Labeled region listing
>>>
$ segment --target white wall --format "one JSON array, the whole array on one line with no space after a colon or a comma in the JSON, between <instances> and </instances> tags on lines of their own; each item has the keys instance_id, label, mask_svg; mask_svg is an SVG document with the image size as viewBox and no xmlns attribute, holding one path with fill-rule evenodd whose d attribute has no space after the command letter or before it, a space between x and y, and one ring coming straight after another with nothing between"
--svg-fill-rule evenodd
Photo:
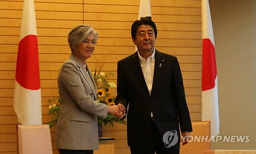
<instances>
[{"instance_id":1,"label":"white wall","mask_svg":"<svg viewBox=\"0 0 256 154\"><path fill-rule=\"evenodd\" d=\"M214 149L256 149L255 0L209 0L217 62L220 135L250 135L249 143Z\"/></svg>"}]
</instances>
<<<
▶ Problem:
Format every line of the listing above as a numbered list, leaving out blank lines and any pictures.

▶ Task solution:
1. $ segment --target white wall --format "one JSON array, the whole array on one line with no space after a colon or a comma in the JSON, between <instances> and </instances> tags on lines of their own; each item has the keys instance_id, label, mask_svg; mask_svg is an SVG document with the image size as viewBox and no xmlns attribute, holding one path with fill-rule evenodd whose d attribute has no space after the command letter or before it, a space between x and y, and one ring coming straight after another with nothing between"
2. --svg-fill-rule evenodd
3. Photo:
4. <instances>
5. [{"instance_id":1,"label":"white wall","mask_svg":"<svg viewBox=\"0 0 256 154\"><path fill-rule=\"evenodd\" d=\"M214 149L256 149L255 0L209 0L217 62L220 135L250 135L249 143Z\"/></svg>"}]
6. </instances>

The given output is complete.